§ Article
>> begin

3.) What is your oil pressure? This needs to be confirmed. Do you have a 60PSI oil pump? There is a 40 PSI oil pump used on non-HP engines like those found in the big cars grandma drives. Oil pressure on the gauge should jump right up when fired up. If it creeps up, it may be an oil pump or oil passage flow problem.

4.) Filter choice.

5.) Look at the oil flow diagram. The front of the block has 2 oil galley plugs. If your have been replaced, it is possible that they could have been sunk too deep and is partially blocking that right bank oil supply to the lifters.

6.) Comp Cams, on cams like the XE versions, have steep lobe ramps and lifter/rocker arm noise is possible as the valves slam shut fast and hard. You want to have the correct matching springs that have enough pressure to close the valve and hold it closed versus bouncing off the seat due to the fast closing action of the cam. I would check this when the heads are off. When you re-assemble, I would put some cam assembly lube on the cam as a precaution even though you already broke in the cam.


----------



## RMTZ67 (Mar 12, 2011)

>> end

§ Entries shown
>> begin

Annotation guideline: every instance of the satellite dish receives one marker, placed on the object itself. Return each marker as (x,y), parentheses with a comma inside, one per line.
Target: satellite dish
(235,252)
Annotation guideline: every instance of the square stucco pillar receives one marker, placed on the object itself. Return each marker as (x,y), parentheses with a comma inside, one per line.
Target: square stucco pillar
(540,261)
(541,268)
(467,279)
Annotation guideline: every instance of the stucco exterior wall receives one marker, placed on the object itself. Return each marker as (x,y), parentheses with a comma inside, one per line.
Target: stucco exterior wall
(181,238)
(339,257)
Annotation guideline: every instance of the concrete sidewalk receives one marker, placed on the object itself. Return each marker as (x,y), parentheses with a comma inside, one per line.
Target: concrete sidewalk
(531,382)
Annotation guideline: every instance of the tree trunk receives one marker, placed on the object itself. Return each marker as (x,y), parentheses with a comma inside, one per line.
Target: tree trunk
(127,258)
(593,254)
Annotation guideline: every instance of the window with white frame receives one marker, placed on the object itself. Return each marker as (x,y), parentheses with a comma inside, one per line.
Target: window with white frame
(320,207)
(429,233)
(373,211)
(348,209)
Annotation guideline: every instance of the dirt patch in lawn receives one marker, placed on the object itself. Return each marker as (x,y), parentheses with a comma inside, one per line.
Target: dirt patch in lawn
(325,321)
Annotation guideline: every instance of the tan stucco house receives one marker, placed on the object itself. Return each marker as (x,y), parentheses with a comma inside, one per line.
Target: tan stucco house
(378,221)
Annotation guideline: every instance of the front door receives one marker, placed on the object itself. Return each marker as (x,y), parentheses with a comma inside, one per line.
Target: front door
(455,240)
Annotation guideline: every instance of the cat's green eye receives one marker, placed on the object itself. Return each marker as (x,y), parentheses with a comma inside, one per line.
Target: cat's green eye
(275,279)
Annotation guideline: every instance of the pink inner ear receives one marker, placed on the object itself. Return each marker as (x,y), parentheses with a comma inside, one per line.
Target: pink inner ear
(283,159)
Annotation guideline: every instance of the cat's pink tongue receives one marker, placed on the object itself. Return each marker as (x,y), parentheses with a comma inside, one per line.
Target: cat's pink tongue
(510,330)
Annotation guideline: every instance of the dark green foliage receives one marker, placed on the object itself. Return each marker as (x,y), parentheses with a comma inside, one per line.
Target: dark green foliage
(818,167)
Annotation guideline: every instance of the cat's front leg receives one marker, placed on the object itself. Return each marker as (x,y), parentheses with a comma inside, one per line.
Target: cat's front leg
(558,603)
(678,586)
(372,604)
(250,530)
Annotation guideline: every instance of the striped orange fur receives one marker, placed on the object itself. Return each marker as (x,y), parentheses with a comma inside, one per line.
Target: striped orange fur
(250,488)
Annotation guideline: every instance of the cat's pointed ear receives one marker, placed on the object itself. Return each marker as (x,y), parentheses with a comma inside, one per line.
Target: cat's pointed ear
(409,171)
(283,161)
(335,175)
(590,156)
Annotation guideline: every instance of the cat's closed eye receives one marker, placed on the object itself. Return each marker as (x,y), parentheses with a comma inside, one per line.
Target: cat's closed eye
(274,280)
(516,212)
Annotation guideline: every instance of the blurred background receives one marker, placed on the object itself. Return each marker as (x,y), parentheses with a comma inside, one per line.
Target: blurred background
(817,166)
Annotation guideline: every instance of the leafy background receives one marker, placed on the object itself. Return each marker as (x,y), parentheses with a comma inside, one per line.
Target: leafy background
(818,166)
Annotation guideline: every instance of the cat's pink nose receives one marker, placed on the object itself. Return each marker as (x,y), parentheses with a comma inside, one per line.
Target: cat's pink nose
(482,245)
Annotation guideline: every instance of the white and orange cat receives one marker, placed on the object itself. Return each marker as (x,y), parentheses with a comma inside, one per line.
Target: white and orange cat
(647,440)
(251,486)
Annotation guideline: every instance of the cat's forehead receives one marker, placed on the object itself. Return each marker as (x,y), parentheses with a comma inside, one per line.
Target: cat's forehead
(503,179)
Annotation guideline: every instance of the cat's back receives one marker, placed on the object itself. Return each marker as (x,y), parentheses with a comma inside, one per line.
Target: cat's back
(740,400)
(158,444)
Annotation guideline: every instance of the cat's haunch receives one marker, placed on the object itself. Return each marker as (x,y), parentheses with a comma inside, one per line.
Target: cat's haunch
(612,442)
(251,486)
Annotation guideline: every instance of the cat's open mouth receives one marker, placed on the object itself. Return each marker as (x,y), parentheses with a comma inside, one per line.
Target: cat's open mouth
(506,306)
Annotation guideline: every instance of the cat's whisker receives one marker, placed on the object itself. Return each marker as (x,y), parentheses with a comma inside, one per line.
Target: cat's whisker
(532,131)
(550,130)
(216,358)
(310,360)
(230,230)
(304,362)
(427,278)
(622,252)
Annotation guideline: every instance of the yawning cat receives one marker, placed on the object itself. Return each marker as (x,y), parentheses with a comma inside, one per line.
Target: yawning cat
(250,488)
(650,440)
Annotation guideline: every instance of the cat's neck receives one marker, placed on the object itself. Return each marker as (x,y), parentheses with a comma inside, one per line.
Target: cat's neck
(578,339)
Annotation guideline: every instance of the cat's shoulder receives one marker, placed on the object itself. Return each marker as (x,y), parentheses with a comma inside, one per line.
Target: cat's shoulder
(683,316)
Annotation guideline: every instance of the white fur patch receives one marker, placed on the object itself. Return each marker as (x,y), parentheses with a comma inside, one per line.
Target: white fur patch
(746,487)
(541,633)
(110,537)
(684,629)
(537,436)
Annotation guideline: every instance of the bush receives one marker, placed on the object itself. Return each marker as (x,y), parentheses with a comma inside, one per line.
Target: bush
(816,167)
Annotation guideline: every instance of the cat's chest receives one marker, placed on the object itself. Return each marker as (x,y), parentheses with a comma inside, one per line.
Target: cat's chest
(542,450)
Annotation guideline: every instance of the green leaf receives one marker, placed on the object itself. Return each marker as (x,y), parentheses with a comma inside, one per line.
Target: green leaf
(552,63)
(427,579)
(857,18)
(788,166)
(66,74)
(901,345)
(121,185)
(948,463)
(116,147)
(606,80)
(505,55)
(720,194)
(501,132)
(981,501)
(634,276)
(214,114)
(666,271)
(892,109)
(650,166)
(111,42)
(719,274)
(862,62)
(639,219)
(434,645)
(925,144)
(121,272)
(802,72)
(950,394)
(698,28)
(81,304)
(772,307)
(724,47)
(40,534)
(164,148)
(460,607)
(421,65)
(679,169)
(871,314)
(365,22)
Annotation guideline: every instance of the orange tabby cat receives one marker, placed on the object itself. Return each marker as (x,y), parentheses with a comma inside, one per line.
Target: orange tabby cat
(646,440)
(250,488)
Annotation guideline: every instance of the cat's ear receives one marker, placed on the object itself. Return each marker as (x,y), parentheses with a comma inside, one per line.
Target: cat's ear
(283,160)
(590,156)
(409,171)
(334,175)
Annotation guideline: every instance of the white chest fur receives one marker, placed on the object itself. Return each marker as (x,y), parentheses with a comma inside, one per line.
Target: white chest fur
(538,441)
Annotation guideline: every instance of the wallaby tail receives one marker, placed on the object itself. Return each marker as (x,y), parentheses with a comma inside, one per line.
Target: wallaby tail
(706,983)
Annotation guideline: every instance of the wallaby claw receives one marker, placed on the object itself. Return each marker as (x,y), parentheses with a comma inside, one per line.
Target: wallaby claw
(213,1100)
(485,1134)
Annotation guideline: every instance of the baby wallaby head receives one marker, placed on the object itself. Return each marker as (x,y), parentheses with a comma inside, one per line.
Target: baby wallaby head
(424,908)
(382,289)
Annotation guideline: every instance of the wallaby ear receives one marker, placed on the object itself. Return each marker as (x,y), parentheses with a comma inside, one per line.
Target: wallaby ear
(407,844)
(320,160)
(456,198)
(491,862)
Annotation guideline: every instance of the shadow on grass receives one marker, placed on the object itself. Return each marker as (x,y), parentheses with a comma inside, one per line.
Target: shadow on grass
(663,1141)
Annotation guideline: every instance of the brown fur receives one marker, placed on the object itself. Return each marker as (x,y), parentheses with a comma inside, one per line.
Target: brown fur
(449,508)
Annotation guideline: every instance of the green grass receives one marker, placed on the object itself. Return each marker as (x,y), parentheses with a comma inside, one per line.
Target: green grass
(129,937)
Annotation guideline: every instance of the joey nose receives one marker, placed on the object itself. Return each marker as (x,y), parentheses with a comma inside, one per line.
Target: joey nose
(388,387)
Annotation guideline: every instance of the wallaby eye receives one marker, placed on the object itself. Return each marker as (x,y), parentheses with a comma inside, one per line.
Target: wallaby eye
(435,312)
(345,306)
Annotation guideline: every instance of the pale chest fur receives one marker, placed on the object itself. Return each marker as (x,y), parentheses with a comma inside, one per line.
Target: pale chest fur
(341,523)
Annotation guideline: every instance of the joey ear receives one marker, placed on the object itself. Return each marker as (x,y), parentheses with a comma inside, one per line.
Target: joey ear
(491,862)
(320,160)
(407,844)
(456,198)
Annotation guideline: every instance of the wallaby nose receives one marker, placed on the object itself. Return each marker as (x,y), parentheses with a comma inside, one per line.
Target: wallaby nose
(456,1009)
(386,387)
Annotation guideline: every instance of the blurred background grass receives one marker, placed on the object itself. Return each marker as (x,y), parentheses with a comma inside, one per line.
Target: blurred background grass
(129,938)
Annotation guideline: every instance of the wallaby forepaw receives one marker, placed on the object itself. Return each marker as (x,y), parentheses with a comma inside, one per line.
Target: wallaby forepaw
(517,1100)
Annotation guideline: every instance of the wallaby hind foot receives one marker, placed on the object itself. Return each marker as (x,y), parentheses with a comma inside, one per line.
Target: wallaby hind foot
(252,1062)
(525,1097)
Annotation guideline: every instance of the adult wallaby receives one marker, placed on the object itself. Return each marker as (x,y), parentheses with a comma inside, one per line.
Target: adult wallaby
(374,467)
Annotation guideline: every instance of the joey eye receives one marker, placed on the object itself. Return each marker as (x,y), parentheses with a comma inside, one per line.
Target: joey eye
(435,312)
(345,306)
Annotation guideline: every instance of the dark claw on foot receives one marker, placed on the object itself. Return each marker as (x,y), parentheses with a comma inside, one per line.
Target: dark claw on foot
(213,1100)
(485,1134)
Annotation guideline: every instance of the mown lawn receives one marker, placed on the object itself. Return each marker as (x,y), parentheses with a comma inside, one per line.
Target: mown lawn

>> end

§ Tasks and exercises
**A.** According to the post, what oil pump pressure is used on non-HP engines?
**B.** Reproduce the post word for word, starting at "4.) Filter choice." and ending at "to the lifters.".

§ Problem solutions
**A.** A 40 PSI oil pump.

**B.**
4.) Filter choice.

5.) Look at the oil flow diagram. The front of the block has 2 oil galley plugs. If your have been replaced, it is possible that they could have been sunk too deep and is partially blocking that right bank oil supply to the lifters.